--- Reading text ---

The old house computer I bought refurbished from Heartland America is still working just fine on dialup. I wish I could say the same for the netbook. Yesterday I used the Wi-Fi at the laundrymat to download anti-virus updates and a bunch of music. Last night it was playing the music and moving files and unzipping folders just fine. But today it seems to be stuck in hibernate, and I fear I will have to let the battery run down to zero so it shuts itself off.
But I digress. Nosy neighbors! I have some. They like to eavesdrop at the doors and windows, and peek inside the house. After years of ratty vinyl mini-blinds I installed some heavy curtains from Bed Bath & Beyond and I’m sure that has annoyed them endlessly.
They eavesdrop on conversations, if I have a guest. If I’m on the phone, they eavesdrop on my end of the conversation. If I am operating one of my many machines, they eavesdrop on that. When I hear them outside the window discussing what the machine might be and what I might be using it for, I know they are there. You see, eavesdropping works both ways.
I had a neighbor who had yard sales every weekend one summer. Every weekend she would open her gates, put her yard sale signs out, and hang stuff on her fence. People would park all over the street to go look at the junk she was trying to sell. I don’t imagine she was very successful at selling it because she kept trying to sell the same junk every weekend.

--- Data to examine ---
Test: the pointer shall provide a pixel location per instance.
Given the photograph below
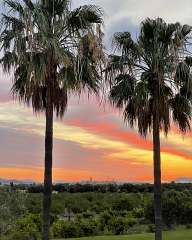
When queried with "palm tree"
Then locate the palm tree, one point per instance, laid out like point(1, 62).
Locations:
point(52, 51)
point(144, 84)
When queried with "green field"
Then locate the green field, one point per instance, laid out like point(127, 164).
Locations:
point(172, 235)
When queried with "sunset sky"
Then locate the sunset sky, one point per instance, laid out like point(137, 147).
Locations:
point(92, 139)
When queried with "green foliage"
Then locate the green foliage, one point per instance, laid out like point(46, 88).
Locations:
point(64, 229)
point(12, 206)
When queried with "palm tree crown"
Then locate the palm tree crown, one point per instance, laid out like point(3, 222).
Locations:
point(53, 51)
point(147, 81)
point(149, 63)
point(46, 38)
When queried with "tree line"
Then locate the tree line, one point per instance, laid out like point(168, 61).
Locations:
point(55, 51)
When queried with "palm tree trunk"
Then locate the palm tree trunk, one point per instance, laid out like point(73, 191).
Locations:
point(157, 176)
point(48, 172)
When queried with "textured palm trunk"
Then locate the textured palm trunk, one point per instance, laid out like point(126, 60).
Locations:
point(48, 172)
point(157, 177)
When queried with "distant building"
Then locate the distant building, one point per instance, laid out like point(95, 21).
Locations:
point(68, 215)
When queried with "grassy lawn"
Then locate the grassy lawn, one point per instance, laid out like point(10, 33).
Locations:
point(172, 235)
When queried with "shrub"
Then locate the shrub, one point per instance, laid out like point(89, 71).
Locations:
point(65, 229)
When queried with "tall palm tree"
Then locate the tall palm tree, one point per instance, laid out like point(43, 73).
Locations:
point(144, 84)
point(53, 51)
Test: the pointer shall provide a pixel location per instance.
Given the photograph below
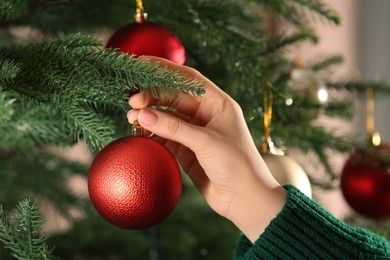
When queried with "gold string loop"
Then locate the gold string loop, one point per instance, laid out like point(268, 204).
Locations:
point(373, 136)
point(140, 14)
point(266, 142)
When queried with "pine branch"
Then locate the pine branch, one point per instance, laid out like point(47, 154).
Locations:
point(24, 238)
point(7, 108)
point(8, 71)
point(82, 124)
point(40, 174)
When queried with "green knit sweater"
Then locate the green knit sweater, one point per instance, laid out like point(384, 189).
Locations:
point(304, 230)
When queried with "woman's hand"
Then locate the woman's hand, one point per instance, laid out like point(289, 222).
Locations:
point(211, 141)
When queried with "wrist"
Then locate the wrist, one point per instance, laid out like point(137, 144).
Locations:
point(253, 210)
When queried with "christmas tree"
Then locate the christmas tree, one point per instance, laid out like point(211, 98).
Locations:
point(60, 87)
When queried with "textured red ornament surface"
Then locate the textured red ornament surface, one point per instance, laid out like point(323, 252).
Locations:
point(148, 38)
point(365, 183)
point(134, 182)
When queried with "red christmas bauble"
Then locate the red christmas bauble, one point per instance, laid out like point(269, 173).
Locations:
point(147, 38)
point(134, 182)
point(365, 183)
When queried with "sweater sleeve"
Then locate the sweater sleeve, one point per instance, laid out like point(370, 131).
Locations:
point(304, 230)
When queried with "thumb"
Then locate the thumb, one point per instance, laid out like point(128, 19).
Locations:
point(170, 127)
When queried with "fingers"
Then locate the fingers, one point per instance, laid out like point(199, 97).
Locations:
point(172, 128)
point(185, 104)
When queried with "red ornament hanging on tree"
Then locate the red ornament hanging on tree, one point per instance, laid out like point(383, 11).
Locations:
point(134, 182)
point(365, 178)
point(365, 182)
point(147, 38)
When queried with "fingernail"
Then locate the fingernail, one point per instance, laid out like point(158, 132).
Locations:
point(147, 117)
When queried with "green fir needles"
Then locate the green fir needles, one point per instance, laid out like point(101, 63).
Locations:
...
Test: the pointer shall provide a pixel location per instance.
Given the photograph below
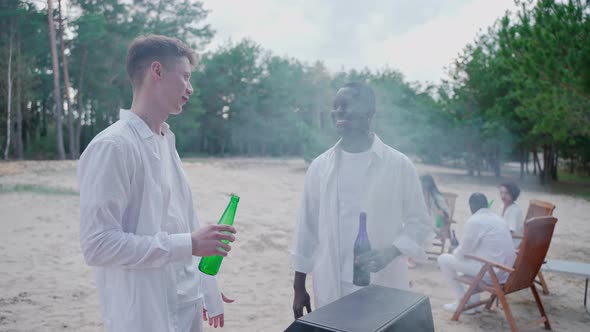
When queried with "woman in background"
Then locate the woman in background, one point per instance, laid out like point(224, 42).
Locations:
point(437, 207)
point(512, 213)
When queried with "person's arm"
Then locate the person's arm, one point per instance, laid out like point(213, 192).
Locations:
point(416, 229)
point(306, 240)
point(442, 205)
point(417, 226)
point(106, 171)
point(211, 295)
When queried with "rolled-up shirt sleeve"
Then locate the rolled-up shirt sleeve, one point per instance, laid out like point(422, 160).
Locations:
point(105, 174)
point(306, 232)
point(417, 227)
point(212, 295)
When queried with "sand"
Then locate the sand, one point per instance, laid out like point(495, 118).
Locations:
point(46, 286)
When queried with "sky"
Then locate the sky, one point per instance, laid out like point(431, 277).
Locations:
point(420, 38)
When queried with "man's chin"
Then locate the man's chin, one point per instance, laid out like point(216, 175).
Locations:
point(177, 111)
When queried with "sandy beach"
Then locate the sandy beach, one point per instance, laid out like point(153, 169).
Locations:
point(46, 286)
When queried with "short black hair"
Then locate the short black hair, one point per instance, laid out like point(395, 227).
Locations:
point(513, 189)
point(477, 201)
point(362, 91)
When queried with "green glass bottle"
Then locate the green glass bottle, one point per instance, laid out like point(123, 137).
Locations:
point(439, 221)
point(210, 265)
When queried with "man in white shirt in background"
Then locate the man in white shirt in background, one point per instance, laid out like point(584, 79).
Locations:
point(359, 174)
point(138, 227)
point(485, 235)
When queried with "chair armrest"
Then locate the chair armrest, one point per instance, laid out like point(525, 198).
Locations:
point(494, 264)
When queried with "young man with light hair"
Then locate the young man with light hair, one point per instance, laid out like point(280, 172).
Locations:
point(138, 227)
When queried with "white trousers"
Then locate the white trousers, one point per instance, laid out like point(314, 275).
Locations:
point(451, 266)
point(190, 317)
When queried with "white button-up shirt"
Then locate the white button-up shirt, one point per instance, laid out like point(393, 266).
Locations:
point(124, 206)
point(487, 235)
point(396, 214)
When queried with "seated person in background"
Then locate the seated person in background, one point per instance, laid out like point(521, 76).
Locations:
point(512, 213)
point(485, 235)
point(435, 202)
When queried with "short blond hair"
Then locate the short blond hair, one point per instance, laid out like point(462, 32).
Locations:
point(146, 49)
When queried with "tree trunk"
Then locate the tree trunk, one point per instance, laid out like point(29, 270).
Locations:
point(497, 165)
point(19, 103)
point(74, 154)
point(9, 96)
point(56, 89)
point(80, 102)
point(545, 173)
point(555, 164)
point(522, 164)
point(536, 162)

--- Exercise goal ---
Rewrite the text between "But I digress." and "works both ways.", inclusive, replacing "curtains" with "drapes". Rely only on the text to complete this.

--- Solved problem ---
But I digress. Nosy neighbors! I have some. They like to eavesdrop at the doors and windows, and peek inside the house. After years of ratty vinyl mini-blinds I installed some heavy drapes from Bed Bath & Beyond and I’m sure that has annoyed them endlessly.
They eavesdrop on conversations, if I have a guest. If I’m on the phone, they eavesdrop on my end of the conversation. If I am operating one of my many machines, they eavesdrop on that. When I hear them outside the window discussing what the machine might be and what I might be using it for, I know they are there. You see, eavesdropping works both ways.